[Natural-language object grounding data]
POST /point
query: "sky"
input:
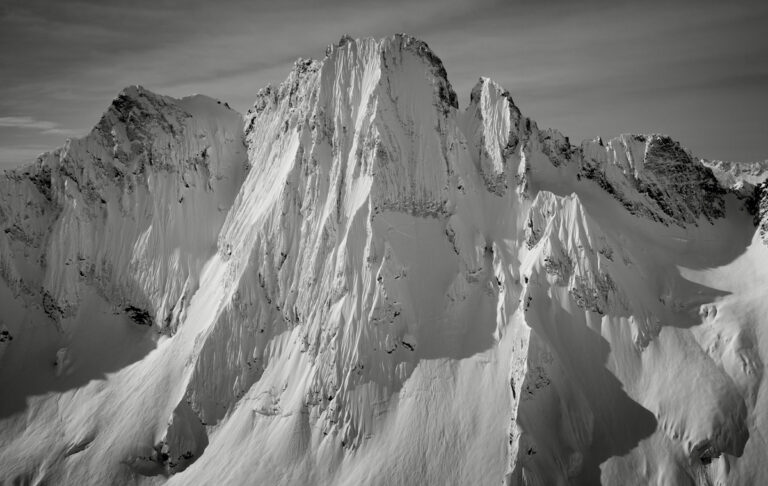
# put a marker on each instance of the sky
(695, 70)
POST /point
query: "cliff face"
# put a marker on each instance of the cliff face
(359, 283)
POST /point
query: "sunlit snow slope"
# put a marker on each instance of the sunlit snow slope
(359, 283)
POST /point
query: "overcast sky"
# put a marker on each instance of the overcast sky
(697, 70)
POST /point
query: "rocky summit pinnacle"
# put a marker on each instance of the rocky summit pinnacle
(357, 282)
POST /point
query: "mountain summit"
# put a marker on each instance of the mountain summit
(359, 283)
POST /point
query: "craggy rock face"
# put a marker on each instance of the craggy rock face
(359, 283)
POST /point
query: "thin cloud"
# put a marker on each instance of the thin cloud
(26, 122)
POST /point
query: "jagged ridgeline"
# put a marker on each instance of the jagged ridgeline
(360, 282)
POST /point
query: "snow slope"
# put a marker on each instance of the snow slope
(359, 283)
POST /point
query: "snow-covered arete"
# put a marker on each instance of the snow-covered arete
(359, 283)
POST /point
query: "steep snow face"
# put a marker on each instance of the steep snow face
(358, 283)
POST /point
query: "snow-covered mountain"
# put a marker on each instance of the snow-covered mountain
(360, 283)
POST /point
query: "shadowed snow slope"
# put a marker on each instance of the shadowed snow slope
(359, 283)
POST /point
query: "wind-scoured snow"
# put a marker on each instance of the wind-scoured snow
(359, 283)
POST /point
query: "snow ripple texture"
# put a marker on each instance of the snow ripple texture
(359, 283)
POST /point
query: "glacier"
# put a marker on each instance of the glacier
(357, 282)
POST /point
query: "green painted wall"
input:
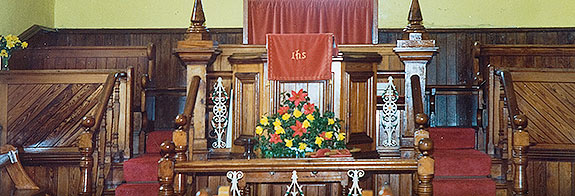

◆ Action item ◆
Repeat the records in full, exactly as they appear, without the pictures.

◆ Task solution ◆
POST /point
query: "sky"
input:
# put a marker on each instance of the sky
(695, 70)
POST /point
query: "cliff face"
# put a marker on each instance of the cliff face
(359, 283)
POST /point
query: "sunlit snow slope"
# put a marker on each instance of the sunlit snow slope
(359, 283)
POST /point
query: "overcast sky"
# put a marker on each instance of the overcast sky
(697, 70)
POST /point
query: "rocky summit pinnacle"
# put a marker on each instance of the rocky summit pinnacle
(357, 282)
POST /point
query: "mountain summit"
# put a marker on each instance of the mountain summit
(359, 283)
POST /point
query: "craggy rock face"
# put a marker on each instance of the craggy rock face
(359, 283)
POST /point
query: "thin cloud"
# put a marker on each instance of the thin cloud
(26, 122)
POST /point
query: "jagged ridgeline"
# put a marker on each instance of the jagged ridgeline
(360, 282)
POST /point
query: "snow slope"
# put a marker on each instance of the snow slope
(359, 283)
POST /point
query: "snow-covered arete"
# put a marker on each instance of the snow-covered arete
(359, 283)
POST /point
query: "steep snow face"
# put a marker on each instance of the steep snow face
(358, 283)
POST /point
query: "snow-covered mountain"
# put a marker on each instance of the snow-covered mountain
(360, 283)
POST /point
query: "shadowed snow slope"
# put a marker on each instance of the shadowed snow slope
(359, 283)
POST /point
query: "wind-scoured snow"
# put a marker on each instance of the wind-scoured snow
(359, 283)
POST /point
query: "snow ripple texture"
# put a marker on each instance of the snow ripple texture
(359, 283)
POST /point
query: "glacier"
# put a marker on each instance of the glacier
(357, 282)
POST /point
query: "green painted wall"
input:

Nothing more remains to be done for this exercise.